(Object pointing dataset rows)
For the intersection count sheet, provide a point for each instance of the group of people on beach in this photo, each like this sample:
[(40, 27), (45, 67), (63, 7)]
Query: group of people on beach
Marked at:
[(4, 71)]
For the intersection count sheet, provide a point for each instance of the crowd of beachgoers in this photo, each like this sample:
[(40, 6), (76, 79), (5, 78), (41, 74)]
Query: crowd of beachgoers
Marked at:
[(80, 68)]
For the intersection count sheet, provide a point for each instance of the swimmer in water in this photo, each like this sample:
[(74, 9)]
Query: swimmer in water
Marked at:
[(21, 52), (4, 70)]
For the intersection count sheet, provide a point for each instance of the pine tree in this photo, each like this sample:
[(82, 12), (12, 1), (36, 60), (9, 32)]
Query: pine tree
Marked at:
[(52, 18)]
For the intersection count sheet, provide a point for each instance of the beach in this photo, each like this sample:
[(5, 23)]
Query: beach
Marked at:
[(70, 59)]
---
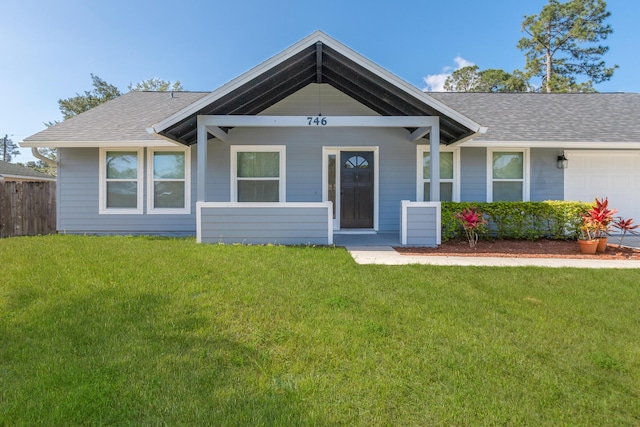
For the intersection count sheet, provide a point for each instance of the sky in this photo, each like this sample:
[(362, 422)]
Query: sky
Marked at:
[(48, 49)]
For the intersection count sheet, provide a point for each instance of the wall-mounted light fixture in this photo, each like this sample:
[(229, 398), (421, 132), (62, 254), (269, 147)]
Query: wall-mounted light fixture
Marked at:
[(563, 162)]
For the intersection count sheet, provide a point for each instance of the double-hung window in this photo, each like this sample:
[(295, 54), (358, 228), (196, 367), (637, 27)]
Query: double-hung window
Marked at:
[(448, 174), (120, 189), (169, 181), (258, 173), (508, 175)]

Set problem → Can you give the part of the material that opens with the line containing "of the double-hung" and closes with the line containing "[(448, 174), (120, 189), (169, 181), (258, 173), (508, 175)]" as a JSON list of strings, one string per line, with blank lines left out?

Response to the task →
[
  "For the intersection count sheet, provide a point for each instance of the double-hung window in this photo, each like this sample:",
  "[(295, 54), (358, 228), (196, 367), (637, 27)]",
  "Query: double-hung window",
  "Marked at:",
  "[(448, 174), (120, 189), (169, 181), (258, 173), (508, 175)]"
]